◆ Source information ◆

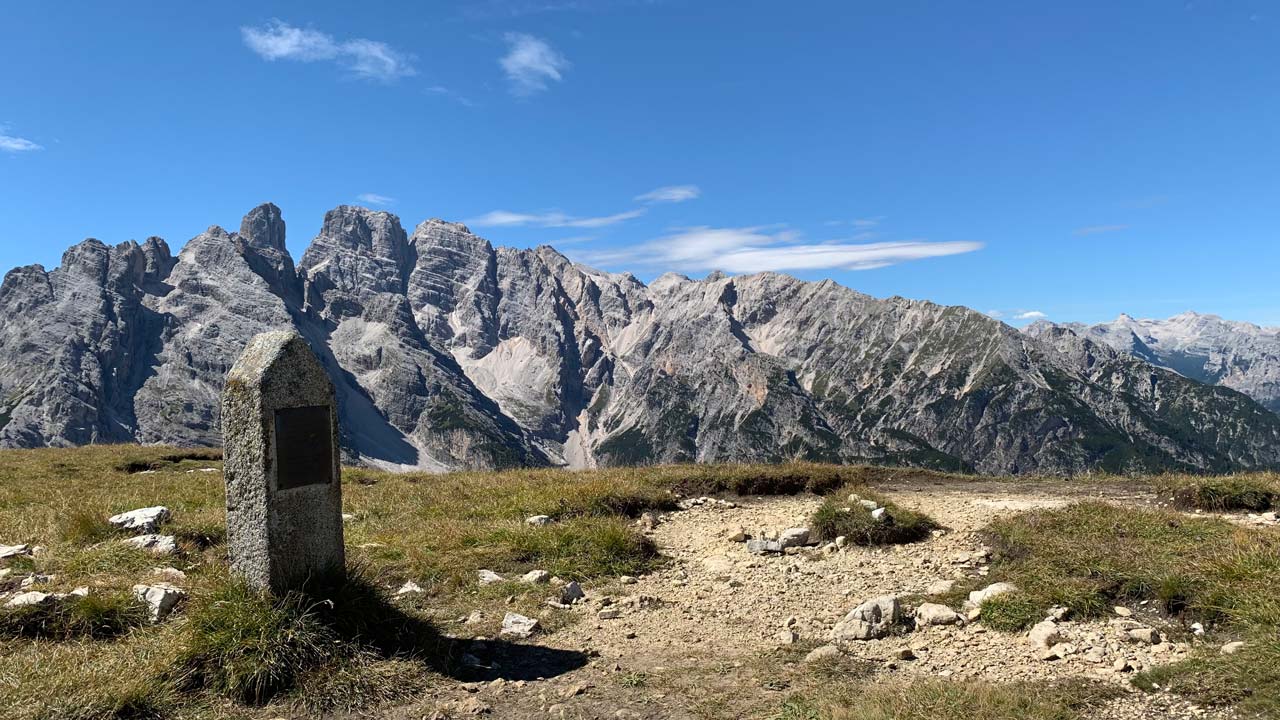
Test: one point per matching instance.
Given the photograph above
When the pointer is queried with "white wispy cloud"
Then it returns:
(12, 144)
(374, 199)
(365, 59)
(671, 194)
(758, 249)
(1098, 229)
(448, 92)
(530, 63)
(556, 219)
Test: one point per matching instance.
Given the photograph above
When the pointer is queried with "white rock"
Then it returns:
(940, 587)
(995, 589)
(1060, 651)
(13, 550)
(1043, 634)
(155, 545)
(1144, 636)
(936, 614)
(648, 520)
(794, 537)
(535, 577)
(36, 579)
(160, 598)
(872, 619)
(169, 574)
(571, 593)
(515, 625)
(823, 652)
(28, 598)
(762, 546)
(144, 520)
(410, 587)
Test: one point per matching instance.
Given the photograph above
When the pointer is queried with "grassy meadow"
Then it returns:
(232, 652)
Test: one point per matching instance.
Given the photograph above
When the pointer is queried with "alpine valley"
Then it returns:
(448, 352)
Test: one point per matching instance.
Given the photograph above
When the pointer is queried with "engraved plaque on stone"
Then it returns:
(304, 451)
(282, 466)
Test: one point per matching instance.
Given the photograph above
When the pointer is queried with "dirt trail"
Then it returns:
(709, 634)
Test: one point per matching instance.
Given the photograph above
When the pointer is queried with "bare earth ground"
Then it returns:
(703, 636)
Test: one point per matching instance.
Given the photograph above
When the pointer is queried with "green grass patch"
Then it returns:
(1255, 492)
(332, 643)
(96, 615)
(840, 514)
(1010, 613)
(1092, 555)
(87, 527)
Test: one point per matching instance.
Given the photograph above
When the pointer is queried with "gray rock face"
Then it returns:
(448, 352)
(869, 620)
(1207, 349)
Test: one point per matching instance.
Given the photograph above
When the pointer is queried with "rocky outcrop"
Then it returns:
(449, 352)
(1242, 356)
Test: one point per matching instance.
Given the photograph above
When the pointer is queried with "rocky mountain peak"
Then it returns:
(264, 228)
(449, 352)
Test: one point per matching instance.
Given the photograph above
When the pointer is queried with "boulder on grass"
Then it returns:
(142, 520)
(160, 598)
(155, 545)
(515, 625)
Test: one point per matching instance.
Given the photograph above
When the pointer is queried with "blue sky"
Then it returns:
(1070, 159)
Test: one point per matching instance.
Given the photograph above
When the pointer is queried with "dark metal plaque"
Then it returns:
(304, 447)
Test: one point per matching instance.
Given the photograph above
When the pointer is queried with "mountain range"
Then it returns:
(1203, 347)
(449, 352)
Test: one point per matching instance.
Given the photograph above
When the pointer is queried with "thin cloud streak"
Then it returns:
(755, 249)
(1100, 229)
(671, 194)
(362, 58)
(530, 63)
(374, 199)
(508, 219)
(10, 144)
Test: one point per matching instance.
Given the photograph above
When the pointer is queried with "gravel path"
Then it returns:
(720, 632)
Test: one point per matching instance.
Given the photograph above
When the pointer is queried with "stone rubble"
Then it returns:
(160, 598)
(154, 543)
(515, 625)
(144, 520)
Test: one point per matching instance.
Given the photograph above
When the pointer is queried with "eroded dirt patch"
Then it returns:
(722, 633)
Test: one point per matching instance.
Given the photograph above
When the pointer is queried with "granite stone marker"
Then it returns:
(282, 465)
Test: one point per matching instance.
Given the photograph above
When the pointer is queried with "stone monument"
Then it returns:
(282, 465)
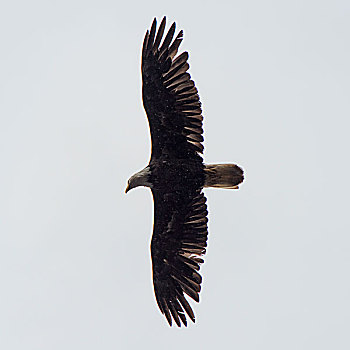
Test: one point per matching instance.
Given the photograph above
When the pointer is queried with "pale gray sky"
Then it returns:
(75, 268)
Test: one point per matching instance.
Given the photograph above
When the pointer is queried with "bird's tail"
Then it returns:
(223, 175)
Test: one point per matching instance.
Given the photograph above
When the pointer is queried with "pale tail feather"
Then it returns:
(223, 175)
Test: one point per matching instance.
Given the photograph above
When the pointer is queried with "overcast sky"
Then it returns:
(273, 77)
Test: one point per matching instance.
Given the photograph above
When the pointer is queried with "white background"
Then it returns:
(75, 268)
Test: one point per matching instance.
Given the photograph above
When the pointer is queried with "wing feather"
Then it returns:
(179, 240)
(170, 97)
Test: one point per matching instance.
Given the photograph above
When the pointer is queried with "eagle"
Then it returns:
(176, 173)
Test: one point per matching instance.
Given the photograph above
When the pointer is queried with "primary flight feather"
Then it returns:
(176, 173)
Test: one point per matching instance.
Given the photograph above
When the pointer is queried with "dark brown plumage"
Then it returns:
(176, 173)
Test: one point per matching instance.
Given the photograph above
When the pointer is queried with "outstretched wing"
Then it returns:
(169, 96)
(179, 239)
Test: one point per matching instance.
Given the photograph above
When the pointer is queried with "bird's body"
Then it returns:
(176, 173)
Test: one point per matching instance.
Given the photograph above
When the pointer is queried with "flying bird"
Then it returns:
(176, 173)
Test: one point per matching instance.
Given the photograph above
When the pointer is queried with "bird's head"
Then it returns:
(139, 179)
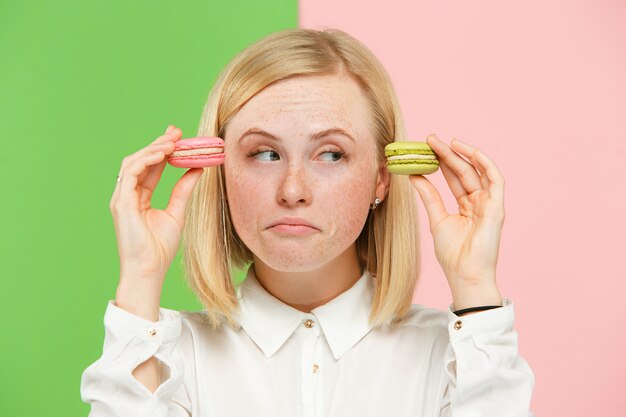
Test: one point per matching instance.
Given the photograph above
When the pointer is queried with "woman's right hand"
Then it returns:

◆ Task brief ◆
Give back each entry exactly as it appears. Leave pictures out.

◆ Exercise result ◆
Test: one point per matching instance.
Given the photograph above
When the pointer is queried with "white wispy cloud"
Then it returns:
(12, 144)
(374, 199)
(365, 59)
(671, 194)
(758, 249)
(1098, 229)
(448, 92)
(530, 63)
(556, 219)
Test: one point per matching instance.
Given the photograph above
When the pointer is queried with "white rock"
Then it returns:
(940, 587)
(995, 589)
(1060, 651)
(13, 550)
(1043, 634)
(155, 545)
(1144, 636)
(936, 614)
(648, 520)
(794, 537)
(535, 577)
(36, 579)
(160, 598)
(872, 619)
(169, 574)
(571, 593)
(515, 625)
(823, 652)
(28, 598)
(762, 546)
(144, 520)
(410, 587)
Test: one point per matching instance.
Given the photograph above
When the pointer is queried with "grassy meadow"
Then it returns:
(232, 652)
Test: one point per matching instance.
Given the photograph above
When the pointer is queried with "alpine valley"
Then it returns:
(448, 352)
Test: one point per matching instance.
Given the photograph above
When the pointer is queried with "engraved plaque on stone"
Then it returns:
(304, 451)
(282, 466)
Test: one point per matching instance.
Given the photograph above
When the pointer is queried with "dirt trail"
Then it returns:
(709, 634)
Test: one point per matching instance.
Given the photograph above
When the pointer is queried with "bare earth ground"
Then it returns:
(703, 636)
Test: one point per matching instance.
Given the photograph above
When the pointer is queried with "green grass patch"
Then it returns:
(1255, 492)
(332, 643)
(96, 615)
(840, 514)
(1010, 613)
(1092, 555)
(87, 527)
Test: one point per matching instance.
Given the photograph above
When the pointer is queried with "gray rock face"
Then it returns:
(448, 352)
(869, 620)
(1207, 349)
Test: one point per matching instance.
Given the photograph above
When the pointer is queried with "rocky outcrop"
Then it returns:
(449, 352)
(1242, 356)
Test: one point per matching instance.
Given the photograph above
When the pointer is queried with "rocky mountain peak"
Then it returns:
(264, 228)
(449, 352)
Test: one point per matching instance.
Given the photograph above
When the pointer is queried with "boulder on grass"
Then it returns:
(142, 520)
(160, 598)
(155, 545)
(515, 625)
Test: one point per matching instance.
Given the photograph above
When the pointer is queried with "blue sky"
Then it returns:
(1070, 159)
Test: one point per matching instance.
Given the photograph above
When the pointer is queried with "dark metal plaque"
Then it returns:
(304, 447)
Test: one point per matching instance.
Given the photograph above
When the pointer is queried with "mountain range"
Then it returns:
(1203, 347)
(449, 352)
Test: one point per matching instance.
Given the photograph above
When the pointer is queried with "thin cloud streak"
Then it returns:
(755, 249)
(1100, 229)
(671, 194)
(362, 58)
(530, 63)
(374, 199)
(508, 219)
(10, 144)
Test: one point per matching instance.
Given the photograph above
When the pointer is queried with "gravel path"
Then it returns:
(720, 632)
Test: one point per matching instance.
Given the photograph above
When the pointer is queried with "stone rubble"
Then it returns:
(160, 598)
(154, 543)
(515, 625)
(144, 520)
Test: one point per matching instance.
Given the photograph above
When the pointer is queried with "eroded dirt patch"
Then it returns:
(722, 633)
Test: one point per matching instance.
Given the photograph above
When the pointer is queried with "granite stone marker"
Then it returns:
(282, 465)
Test: one point per matching instance.
Given the photograph above
When the pointer is queried with "stone monument"
Then it returns:
(282, 465)
Test: one point per matching instance.
Given the photograph above
When the pointer is queried with "pale gray sky"
Then it returns:
(75, 268)
Test: one point per matching instance.
Given the photograph above
When the pointer is queried with "bird's tail"
Then it returns:
(223, 175)
Test: one point per matching instance.
Given the photograph above
When the pointer is queried with "pale tail feather"
Then it returns:
(223, 175)
Test: one point per matching instance.
Given the photograph above
When the pointer is queried with "overcast sky"
Then it returns:
(273, 77)
Test: one point per matching instance.
Given the photograph above
When the pointer is queried with "white background"
Then it returns:
(75, 268)
Test: one point per matching instance.
Given the photograph above
When the pointer is queried with "wing feather"
Then it returns:
(179, 240)
(170, 97)
Test: one point per matching instance.
Given the photograph above
When the pointer is queried with "eagle"
Then it returns:
(176, 173)
Test: one point per matching instance.
Given the photograph above
When the pointer is queried with "primary flight feather"
Then it returns:
(176, 173)
Test: one point per matching instance.
Given the photograph above
When the pointer is queried with "dark brown plumage"
Then it returns:
(176, 173)
Test: one point per matching instance.
Given the photograph above
When the pointer is queried with "outstretched wing"
Then it returns:
(169, 96)
(179, 239)
Test: one point per matching instance.
Given the photograph above
When the pointer is queried with "bird's body"
Then it returns:
(176, 173)
Test: one point per matching instance.
Given the photograph above
When the pointer is queried with "flying bird"
Then it returns:
(176, 173)
Test: one point per matching instance.
Given the photograph above
When the pointer is queried with "bird's head"
Then it returns:
(139, 179)
Test: one point per matching instance.
Given the photograph above
When the pointer is queried with "woman's right hand"
Then it returns:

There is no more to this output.